━━ RECORDS FOR THIS EXERCISE ━━

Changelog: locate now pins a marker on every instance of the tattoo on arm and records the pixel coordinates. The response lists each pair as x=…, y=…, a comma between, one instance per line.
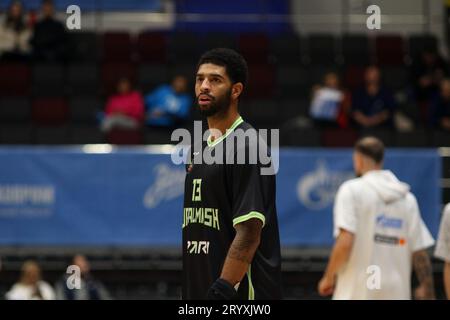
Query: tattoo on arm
x=246, y=241
x=422, y=267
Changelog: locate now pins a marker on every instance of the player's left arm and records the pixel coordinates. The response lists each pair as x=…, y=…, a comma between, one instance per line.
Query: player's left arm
x=424, y=272
x=239, y=257
x=242, y=250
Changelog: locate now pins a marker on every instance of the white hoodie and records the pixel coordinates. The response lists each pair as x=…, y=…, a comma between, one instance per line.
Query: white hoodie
x=384, y=217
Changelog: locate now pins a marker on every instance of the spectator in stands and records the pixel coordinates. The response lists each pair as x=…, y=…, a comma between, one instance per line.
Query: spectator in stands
x=49, y=36
x=427, y=72
x=124, y=109
x=373, y=105
x=89, y=289
x=30, y=285
x=168, y=105
x=440, y=106
x=330, y=103
x=14, y=34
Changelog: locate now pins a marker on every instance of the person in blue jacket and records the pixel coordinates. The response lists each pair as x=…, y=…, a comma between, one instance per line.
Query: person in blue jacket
x=169, y=104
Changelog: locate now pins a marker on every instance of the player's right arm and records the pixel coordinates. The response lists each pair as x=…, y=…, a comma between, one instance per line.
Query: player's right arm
x=424, y=272
x=339, y=257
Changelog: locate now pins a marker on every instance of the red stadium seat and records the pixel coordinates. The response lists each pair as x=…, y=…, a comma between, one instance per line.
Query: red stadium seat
x=117, y=47
x=15, y=79
x=125, y=137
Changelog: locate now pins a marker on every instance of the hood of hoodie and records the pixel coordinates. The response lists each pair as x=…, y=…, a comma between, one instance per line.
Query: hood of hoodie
x=386, y=184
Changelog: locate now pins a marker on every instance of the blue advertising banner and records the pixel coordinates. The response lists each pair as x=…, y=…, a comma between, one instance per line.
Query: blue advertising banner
x=73, y=196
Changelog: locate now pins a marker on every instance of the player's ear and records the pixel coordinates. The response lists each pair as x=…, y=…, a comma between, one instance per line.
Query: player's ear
x=236, y=90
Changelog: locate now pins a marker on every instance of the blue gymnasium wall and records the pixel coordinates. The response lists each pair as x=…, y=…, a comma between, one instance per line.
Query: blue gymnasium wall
x=258, y=23
x=63, y=196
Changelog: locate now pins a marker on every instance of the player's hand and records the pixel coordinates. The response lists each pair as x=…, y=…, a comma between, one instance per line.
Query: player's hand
x=422, y=293
x=326, y=286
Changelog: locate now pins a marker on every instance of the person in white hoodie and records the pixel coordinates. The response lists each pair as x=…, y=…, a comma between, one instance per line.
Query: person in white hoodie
x=442, y=250
x=380, y=235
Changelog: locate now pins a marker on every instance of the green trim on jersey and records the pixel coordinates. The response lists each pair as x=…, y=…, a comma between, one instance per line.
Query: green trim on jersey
x=251, y=290
x=248, y=216
x=229, y=130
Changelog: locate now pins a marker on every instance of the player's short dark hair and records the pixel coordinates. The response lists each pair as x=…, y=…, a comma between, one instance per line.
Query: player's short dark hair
x=371, y=147
x=234, y=63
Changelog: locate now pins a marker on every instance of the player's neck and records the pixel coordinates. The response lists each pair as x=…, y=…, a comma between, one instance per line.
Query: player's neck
x=223, y=122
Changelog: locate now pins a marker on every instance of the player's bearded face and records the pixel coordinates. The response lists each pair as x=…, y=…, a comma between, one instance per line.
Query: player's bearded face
x=217, y=104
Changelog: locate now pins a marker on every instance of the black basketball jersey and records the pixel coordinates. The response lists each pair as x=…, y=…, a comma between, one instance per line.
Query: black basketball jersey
x=216, y=198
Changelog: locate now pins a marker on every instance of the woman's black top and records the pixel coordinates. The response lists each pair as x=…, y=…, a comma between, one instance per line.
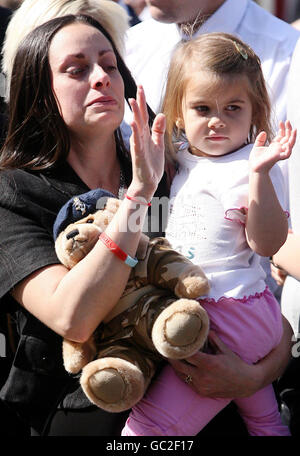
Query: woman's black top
x=29, y=201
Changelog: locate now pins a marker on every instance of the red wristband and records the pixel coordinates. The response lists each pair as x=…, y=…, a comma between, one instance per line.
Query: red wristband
x=131, y=198
x=111, y=245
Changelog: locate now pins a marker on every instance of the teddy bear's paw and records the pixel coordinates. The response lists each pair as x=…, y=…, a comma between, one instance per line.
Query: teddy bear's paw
x=181, y=329
x=191, y=286
x=113, y=384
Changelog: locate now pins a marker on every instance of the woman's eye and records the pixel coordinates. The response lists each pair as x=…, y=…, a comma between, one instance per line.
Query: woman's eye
x=110, y=68
x=232, y=108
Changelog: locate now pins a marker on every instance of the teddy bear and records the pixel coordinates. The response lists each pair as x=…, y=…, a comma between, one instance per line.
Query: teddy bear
x=157, y=316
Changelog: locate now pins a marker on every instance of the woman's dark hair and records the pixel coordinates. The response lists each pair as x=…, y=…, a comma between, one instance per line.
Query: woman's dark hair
x=37, y=136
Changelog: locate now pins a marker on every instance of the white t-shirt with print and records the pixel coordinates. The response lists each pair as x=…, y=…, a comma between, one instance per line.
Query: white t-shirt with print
x=206, y=220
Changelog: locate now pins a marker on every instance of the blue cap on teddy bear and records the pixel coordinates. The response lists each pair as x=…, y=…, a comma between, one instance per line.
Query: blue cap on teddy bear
x=79, y=207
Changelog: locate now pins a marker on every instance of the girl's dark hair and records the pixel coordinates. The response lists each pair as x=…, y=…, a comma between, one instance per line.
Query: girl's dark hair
x=37, y=136
x=222, y=55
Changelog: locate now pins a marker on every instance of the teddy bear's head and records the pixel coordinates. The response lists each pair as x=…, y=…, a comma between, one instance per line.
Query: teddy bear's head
x=80, y=222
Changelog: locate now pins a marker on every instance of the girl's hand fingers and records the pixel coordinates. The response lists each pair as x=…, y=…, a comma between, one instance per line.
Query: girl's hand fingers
x=260, y=139
x=141, y=101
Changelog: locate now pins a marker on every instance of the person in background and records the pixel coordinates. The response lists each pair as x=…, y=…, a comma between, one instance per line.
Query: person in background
x=66, y=104
x=32, y=13
x=285, y=263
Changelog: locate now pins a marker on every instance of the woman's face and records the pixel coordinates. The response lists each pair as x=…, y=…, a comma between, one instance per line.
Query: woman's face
x=86, y=81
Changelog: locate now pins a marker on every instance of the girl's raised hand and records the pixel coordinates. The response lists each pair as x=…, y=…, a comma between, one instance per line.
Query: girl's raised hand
x=262, y=158
x=146, y=147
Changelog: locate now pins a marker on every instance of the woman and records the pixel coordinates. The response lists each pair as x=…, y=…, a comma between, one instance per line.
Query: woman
x=66, y=104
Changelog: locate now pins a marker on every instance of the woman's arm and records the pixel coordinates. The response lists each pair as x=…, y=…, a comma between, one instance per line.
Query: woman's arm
x=288, y=256
x=266, y=224
x=74, y=302
x=224, y=374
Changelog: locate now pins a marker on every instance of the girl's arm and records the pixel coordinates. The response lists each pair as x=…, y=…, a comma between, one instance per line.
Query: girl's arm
x=74, y=302
x=266, y=223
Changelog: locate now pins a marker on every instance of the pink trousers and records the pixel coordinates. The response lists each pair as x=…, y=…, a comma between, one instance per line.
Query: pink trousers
x=250, y=327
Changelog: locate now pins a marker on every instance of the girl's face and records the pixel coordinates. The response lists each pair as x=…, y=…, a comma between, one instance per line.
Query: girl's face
x=216, y=113
x=86, y=81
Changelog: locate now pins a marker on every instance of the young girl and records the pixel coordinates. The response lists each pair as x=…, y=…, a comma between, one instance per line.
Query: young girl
x=225, y=212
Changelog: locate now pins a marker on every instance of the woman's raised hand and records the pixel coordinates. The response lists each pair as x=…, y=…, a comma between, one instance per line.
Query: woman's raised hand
x=263, y=158
x=146, y=147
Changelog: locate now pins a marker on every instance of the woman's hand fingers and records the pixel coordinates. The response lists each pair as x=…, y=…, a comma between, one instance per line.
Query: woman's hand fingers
x=222, y=374
x=158, y=130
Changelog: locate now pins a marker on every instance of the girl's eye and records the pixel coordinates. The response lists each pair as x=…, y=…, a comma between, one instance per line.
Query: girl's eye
x=202, y=108
x=74, y=71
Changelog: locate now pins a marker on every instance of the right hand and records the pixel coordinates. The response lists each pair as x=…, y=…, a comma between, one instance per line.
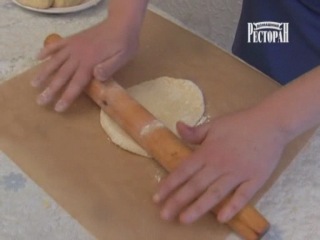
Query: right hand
x=96, y=52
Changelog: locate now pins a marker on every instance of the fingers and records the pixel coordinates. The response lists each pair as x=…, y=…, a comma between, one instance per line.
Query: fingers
x=188, y=168
x=214, y=194
x=239, y=199
x=79, y=81
x=194, y=135
x=187, y=194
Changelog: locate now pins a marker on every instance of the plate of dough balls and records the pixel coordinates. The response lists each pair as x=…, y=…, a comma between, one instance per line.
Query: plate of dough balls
x=56, y=6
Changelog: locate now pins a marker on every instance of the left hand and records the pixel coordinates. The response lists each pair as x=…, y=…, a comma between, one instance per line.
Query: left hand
x=238, y=153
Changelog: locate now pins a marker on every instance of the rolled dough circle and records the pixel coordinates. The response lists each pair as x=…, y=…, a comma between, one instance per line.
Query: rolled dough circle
x=66, y=3
x=41, y=4
x=169, y=99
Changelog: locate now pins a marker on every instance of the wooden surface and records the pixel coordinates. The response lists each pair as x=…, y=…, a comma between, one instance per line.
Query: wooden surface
x=105, y=188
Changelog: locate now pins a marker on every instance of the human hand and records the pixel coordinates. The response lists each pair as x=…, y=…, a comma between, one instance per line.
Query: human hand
x=237, y=155
x=98, y=51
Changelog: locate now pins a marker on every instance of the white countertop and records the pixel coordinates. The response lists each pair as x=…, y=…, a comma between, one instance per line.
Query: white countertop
x=291, y=205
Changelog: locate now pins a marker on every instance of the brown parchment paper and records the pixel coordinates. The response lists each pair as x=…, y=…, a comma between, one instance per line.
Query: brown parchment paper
x=106, y=189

━━━

◆ **WHAT TO DO**
Rewrite the data starting at the line that contains "the white hoodie" and ending at the line that contains "x=384, y=217" as a two-column CSV with the header input,output. Give one row per entry, with each field quoted and any line breaks replaced by spaces.

◆ **TASK RESULT**
input,output
"Changelog: locate now pins a marker on every instance of the white hoodie and records the pixel coordinates. The response lists each pair as x=…, y=…, a comma between, one instance per line. Query: white hoodie","x=384, y=217"